Goal 1 — Reproduce word for word the part of the text on Abraham's children starting with "The section can" and going on through "promised land (25:12-18).".
Goal 2 — Using the text on Abraham's children, explain in one to three sentences why readers are told about Abraham's other children even though they are not central to the story.

The section can be broken into three different “episodes”. First, we are told about “another wife” of Abraham – Keturah – and the children she bore to him. Though Abraham shows them kindness, it is clear that they are not blessed in the same way as Isaac. Eventually, they are sent eastward to live outside of the “promised land” (25:1-6). Interestingly, this is paralleled by the third episode describing what came of Ishmael’s descendants. They, too, multiplied, and yet – just like the other children of Abraham – they too eventually settled outside the promised land (25:12-18).
Why are we told about these various people? As the following chapters will make clear, they are not central to the story, so why do we care? Essentially, Abraham serves to point us to the character of God Himself. First, he serves as a demonstration of the general kindness of God to all people. Even though his other children are not the “promised child”, he is still generous with them – giving them gifts (25:6). In a similar way, God is kind to all people as His image bearers. He gives them life and breath (Acts 17:25), and He makes rain fall on them – whether they are just or unjust (Matt. 5:45). God gives good, undeserved gifts to all people because He made them. Nevertheless, there is a clear distinction between the “promised”, “chosen” child and the other children. There is a special, particular love that Abraham showed Isaac that was not shown to the others. Again, this is a demonstration of God’s love. God loves all people (John 3:16), but there is a different, special love for those who truly belong to Him by faith. There is a particular care and affection and delight and intimacy bestowed on those who are truly His children and not merely His creatures. Abraham serves as a picture of that.

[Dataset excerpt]
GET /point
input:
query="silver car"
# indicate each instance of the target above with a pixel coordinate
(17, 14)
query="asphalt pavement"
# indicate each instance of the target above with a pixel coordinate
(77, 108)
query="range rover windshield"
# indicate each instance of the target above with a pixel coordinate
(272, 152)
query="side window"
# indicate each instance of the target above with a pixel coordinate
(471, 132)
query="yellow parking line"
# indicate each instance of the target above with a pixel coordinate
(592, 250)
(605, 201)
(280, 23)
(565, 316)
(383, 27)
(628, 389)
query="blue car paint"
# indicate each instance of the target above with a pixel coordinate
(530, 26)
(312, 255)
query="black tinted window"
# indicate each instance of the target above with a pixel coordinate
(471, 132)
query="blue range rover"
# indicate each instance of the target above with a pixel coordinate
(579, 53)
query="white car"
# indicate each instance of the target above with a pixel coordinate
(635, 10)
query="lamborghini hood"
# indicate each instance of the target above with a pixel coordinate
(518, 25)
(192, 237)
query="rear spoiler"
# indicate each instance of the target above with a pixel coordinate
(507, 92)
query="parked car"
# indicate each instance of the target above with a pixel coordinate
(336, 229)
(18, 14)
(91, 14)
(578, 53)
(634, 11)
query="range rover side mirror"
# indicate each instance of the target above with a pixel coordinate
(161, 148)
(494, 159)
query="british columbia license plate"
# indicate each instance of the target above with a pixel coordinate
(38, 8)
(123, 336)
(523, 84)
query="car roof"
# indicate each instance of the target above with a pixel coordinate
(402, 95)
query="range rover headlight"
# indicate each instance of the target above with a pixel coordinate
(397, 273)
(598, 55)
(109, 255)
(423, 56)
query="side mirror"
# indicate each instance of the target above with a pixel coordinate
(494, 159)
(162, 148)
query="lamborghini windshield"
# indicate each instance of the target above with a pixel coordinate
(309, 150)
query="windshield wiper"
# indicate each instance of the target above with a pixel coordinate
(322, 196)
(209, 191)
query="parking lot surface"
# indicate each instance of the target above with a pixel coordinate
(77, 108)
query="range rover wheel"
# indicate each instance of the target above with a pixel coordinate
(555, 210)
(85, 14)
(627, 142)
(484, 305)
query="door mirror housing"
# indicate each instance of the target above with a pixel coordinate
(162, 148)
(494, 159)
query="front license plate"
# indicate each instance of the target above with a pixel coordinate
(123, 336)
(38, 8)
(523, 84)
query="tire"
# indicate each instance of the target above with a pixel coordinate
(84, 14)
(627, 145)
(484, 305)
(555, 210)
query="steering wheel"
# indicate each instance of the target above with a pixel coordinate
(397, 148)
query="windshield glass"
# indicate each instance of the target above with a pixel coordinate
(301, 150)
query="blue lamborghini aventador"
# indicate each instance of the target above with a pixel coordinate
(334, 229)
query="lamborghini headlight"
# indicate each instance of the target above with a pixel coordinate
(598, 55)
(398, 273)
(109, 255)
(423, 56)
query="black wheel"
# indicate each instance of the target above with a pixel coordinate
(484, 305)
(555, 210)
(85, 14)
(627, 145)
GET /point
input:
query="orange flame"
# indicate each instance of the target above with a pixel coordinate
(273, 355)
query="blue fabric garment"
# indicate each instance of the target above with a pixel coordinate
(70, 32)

Complete answer 1 —
The section can be broken into three different “episodes”. First, we are told about “another wife” of Abraham – Keturah – and the children she bore to him. Though Abraham shows them kindness, it is clear that they are not blessed in the same way as Isaac. Eventually, they are sent eastward to live outside of the “promised land” (25:1-6). Interestingly, this is paralleled by the third episode describing what came of Ishmael’s descendants. They, too, multiplied, and yet – just like the other children of Abraham – they too eventually settled outside the promised land (25:12-18).

Complete answer 2 — Abraham's treatment of them points to the character of God. His generosity toward his other children pictures God's general kindness to all people. His special love for Isaac pictures the particular love God has for those who truly belong to Him by faith.